## MATERIAL FOR THIS TASK
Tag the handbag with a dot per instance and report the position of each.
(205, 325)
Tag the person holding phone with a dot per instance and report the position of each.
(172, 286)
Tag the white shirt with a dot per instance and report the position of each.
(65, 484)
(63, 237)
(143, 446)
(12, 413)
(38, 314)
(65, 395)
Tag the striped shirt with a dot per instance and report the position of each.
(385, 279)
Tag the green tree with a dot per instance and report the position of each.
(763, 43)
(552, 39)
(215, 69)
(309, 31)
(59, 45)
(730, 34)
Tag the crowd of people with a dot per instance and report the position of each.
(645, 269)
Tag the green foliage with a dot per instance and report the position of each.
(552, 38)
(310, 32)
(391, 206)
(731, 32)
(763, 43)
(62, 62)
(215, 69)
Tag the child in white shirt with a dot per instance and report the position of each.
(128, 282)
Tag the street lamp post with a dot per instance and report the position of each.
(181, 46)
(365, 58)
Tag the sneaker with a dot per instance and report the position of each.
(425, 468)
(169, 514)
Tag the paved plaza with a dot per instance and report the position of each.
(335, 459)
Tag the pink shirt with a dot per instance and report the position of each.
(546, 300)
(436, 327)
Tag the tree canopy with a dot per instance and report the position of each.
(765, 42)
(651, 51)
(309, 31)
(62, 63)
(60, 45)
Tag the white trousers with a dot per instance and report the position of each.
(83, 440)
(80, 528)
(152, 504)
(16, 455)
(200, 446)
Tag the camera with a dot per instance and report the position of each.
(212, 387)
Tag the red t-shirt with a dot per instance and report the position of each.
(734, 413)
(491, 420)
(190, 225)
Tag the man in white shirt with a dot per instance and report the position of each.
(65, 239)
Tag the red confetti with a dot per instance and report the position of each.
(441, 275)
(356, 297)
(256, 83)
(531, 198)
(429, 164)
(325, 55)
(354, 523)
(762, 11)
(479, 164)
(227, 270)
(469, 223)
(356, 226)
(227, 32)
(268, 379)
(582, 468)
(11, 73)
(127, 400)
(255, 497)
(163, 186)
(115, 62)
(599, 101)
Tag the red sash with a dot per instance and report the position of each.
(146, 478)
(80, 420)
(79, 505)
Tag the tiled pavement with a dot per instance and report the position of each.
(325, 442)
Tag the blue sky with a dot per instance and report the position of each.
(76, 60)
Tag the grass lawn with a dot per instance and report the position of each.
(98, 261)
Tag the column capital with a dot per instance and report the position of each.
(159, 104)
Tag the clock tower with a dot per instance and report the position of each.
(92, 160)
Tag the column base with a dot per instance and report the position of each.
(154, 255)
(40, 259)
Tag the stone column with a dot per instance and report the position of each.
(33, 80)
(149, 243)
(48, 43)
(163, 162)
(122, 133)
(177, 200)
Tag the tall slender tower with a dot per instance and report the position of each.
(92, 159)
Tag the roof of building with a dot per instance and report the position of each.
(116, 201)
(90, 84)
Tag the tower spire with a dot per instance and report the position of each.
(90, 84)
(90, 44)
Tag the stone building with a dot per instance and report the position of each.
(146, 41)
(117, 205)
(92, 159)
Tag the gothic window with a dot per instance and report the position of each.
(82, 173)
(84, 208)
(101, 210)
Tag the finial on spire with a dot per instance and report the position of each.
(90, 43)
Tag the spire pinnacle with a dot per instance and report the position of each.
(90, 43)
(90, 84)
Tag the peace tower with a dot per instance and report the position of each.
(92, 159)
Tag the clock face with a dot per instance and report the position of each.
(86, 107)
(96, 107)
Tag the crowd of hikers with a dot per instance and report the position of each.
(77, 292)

---

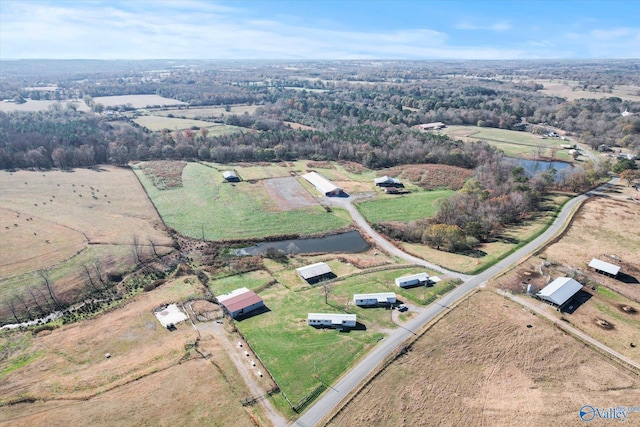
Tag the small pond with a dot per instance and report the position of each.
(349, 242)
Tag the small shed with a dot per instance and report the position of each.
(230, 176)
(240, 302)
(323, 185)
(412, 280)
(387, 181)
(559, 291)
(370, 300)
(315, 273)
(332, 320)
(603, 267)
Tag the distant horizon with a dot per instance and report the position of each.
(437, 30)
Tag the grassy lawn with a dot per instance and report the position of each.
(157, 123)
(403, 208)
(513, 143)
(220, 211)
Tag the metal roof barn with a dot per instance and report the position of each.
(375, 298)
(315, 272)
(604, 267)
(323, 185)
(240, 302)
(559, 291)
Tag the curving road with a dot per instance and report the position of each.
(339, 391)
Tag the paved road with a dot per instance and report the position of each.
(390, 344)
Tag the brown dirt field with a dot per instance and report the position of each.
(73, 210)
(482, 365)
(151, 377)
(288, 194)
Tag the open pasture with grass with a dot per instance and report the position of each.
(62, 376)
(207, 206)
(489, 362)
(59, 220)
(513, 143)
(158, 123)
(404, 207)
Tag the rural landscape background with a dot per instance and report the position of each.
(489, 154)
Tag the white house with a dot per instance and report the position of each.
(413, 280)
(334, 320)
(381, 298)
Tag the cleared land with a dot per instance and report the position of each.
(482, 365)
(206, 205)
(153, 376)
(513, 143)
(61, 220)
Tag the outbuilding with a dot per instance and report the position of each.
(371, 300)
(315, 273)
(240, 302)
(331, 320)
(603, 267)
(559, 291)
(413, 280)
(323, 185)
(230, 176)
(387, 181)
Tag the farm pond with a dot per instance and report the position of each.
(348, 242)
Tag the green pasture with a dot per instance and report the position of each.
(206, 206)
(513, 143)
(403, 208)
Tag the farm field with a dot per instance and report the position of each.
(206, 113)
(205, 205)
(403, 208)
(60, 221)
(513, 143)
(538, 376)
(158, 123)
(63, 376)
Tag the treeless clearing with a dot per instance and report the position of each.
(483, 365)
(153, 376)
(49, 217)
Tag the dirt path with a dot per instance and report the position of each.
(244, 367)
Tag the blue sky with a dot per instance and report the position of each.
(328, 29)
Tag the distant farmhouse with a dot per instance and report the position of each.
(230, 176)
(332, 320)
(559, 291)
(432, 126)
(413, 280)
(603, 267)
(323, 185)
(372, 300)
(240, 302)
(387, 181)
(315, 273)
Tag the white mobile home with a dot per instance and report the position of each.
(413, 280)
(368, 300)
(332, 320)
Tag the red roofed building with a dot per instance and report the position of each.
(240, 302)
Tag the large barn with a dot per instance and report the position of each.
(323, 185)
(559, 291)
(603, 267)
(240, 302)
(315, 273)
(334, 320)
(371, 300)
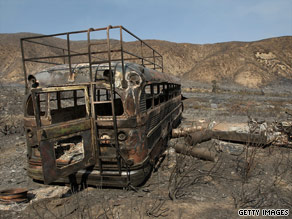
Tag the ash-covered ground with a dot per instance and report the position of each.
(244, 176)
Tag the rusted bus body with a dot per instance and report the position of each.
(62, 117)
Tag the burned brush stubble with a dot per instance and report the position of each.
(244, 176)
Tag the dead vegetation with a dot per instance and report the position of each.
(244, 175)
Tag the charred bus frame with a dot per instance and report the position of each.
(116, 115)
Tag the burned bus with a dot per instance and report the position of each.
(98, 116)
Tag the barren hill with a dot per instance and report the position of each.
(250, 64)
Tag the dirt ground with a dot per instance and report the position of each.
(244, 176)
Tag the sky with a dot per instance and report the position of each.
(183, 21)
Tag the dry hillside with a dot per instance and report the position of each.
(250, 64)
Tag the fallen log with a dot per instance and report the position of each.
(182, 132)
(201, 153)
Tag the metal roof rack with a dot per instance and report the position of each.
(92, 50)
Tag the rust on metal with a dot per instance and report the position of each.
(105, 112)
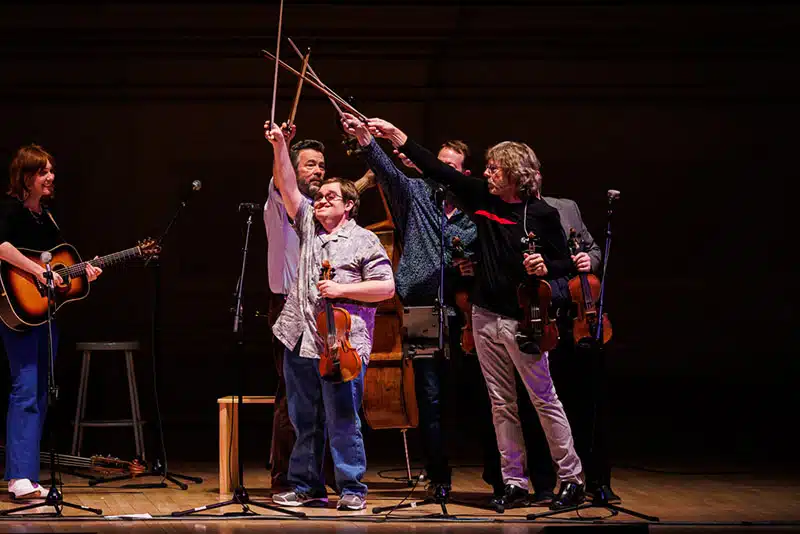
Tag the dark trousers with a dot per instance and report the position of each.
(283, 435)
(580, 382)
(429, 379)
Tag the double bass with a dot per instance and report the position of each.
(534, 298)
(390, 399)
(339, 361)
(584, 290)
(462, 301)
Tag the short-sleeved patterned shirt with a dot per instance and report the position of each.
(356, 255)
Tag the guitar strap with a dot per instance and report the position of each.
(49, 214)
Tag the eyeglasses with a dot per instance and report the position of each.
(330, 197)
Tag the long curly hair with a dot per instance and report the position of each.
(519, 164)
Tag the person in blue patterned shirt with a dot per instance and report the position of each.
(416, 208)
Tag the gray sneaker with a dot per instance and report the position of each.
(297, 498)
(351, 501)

## EXERCISE BRIEF
List every line of the material above that contains the word "tower", copying each such line in full. Treat uppercase and lowercase letters as distinct when matching.

## REPLY
Tag the clock tower with a dot per instance and report the position of each.
Tag the tall slender tower with a dot per instance and report the position of each.
Tag the tower spire with a dot per instance and report the position of each.
Tag the peace tower with a dot per instance and report the position of each.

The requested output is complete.